=== WORK ITEM ===
Exact copies of all entries are expected.

[Opening MATERIAL TO PROCESS section]

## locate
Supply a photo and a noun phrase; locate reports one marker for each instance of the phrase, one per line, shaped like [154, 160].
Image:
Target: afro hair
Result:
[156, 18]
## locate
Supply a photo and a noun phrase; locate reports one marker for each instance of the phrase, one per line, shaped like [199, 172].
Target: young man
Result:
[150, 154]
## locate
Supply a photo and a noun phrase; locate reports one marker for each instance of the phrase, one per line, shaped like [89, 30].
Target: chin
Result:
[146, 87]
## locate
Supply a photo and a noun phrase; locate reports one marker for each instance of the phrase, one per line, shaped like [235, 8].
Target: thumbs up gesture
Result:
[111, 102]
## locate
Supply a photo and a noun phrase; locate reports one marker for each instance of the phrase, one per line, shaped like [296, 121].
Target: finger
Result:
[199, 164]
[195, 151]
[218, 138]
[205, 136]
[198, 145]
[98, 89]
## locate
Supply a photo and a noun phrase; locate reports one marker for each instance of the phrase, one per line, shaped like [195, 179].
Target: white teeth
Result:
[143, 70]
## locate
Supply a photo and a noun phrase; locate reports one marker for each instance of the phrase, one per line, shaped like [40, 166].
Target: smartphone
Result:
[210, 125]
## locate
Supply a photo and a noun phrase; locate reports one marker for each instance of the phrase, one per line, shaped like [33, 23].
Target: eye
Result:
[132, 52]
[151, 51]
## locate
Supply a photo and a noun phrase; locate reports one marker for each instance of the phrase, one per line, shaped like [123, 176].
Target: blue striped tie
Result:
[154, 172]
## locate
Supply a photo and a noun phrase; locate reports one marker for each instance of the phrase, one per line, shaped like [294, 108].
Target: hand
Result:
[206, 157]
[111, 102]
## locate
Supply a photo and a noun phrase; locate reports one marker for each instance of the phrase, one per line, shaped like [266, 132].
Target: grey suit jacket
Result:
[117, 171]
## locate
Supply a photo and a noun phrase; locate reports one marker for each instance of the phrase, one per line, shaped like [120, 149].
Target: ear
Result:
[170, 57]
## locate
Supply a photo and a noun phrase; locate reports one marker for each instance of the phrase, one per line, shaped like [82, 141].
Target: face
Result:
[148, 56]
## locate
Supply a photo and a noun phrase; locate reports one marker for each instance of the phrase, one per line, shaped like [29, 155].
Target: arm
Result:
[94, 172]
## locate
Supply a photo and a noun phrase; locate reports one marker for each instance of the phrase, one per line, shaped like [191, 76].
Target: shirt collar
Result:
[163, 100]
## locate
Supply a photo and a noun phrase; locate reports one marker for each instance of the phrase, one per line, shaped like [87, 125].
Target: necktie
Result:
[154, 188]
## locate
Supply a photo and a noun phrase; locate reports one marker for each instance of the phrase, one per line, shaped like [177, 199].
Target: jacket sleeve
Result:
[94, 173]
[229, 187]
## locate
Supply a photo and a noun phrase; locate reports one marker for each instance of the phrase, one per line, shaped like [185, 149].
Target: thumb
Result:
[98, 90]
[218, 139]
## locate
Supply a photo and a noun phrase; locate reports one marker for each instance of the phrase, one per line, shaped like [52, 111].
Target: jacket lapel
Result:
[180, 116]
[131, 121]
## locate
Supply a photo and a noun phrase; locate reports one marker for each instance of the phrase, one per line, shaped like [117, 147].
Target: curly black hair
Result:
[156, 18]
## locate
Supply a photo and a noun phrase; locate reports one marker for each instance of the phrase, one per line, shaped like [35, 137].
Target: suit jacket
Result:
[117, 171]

[Closing MATERIAL TO PROCESS section]

=== WRITTEN REPLY ===
## locate
Supply a photo and a noun phrase; locate reports one marker for each instance of the phrase, one per line, shaped like [154, 160].
Image:
Target: afro hair
Result:
[156, 18]
## locate
Supply a photo and a noun phrase; locate reports one marker for each instance of the phrase, one per line, shaped like [199, 172].
Target: young man
Result:
[150, 154]
## locate
Supply a photo and a noun phrase; locate reports one marker for each instance of the phrase, one per line, shaped like [89, 30].
Target: chin
Result:
[146, 87]
## locate
Supply a photo and a noun phrase; locate reports one marker for each instance of the phrase, one per line, shaped like [235, 8].
Target: thumbs up gesture
Result:
[111, 102]
## locate
Supply a photo and a noun phrase; locate reports one marker for each instance of the phrase, one per line, shaped like [296, 121].
Target: finger
Result:
[199, 164]
[195, 151]
[218, 138]
[205, 136]
[198, 145]
[98, 89]
## locate
Supply a photo and a noun phrase; locate reports one marker for each instance of the phrase, one per line, shaped like [195, 179].
Target: white teeth
Result:
[143, 70]
## locate
Supply a photo and a noun phrase; locate reports one marker for each instance of the phrase, one per line, shaped like [40, 166].
Target: smartphone
Result:
[210, 125]
## locate
Supply a photo and a noun phrase; locate reports one marker for each instance of the phrase, one per line, shaped like [33, 23].
Target: eye
Result:
[132, 52]
[151, 51]
## locate
Supply a photo and a noun phrase; locate reports one marker for each instance of the phrase, one per line, shaped like [123, 176].
Target: blue striped tie
Result:
[154, 172]
## locate
Supply a photo and a noun phrase; locate reports one marker for each instance of the phrase, one per line, shaped like [294, 108].
Target: hand
Result:
[206, 157]
[111, 102]
## locate
Supply a photo and a noun phrase; locate reports one marker for each instance of the phrase, one per line, shaped like [266, 132].
Target: grey suit jacket
Result:
[117, 171]
## locate
Supply a photo and a noun phrase; locate reports one marker for each instance of the phrase, one per line, shaped like [120, 149].
Target: ear
Result:
[170, 57]
## locate
Supply a photo and a noun phrase; locate reports one marker for each instance of the phrase, one per line, shaped like [82, 141].
Target: face
Result:
[148, 56]
## locate
Supply a photo and a noun phrase; locate reports one marker for each instance of the phrase, one per line, shaped like [29, 155].
Target: arm
Result:
[94, 172]
## locate
Supply a photo and a noun phrase; locate reports one marker for each instance of the phrase, one per line, shaped like [191, 76].
Target: shirt collar
Result:
[163, 100]
## locate
Supply a photo and a noun phrase; locate reports one marker for each instance of the phrase, one per line, shaped like [87, 125].
Target: necktie
Result:
[154, 188]
## locate
Supply a photo and a noun phrase; locate reports one marker for each instance of the phrase, one per line, shaped like [177, 199].
Target: jacket sleeve
Result:
[94, 173]
[229, 187]
## locate
Supply a photo and a noun phrase; locate reports one marker for each instance of the phrase, one per line, shaped like [185, 149].
Target: thumb
Result:
[98, 90]
[218, 139]
## locate
Supply a photo and a noun phrase; locate reports one marker for each instance of the phrase, one per line, shaped like [52, 111].
Target: jacket lapel
Result:
[180, 116]
[131, 121]
## locate
Supply a photo and a noun phrase; locate reports one marker for each instance of the phrase, one per line, shaped like [117, 147].
Target: curly black hair
Result:
[156, 18]
## locate
Supply a photo and a noun phrase; locate reports one marker for each instance of the phrase, one per line, shaped like [35, 137].
Target: suit jacket
Result:
[117, 171]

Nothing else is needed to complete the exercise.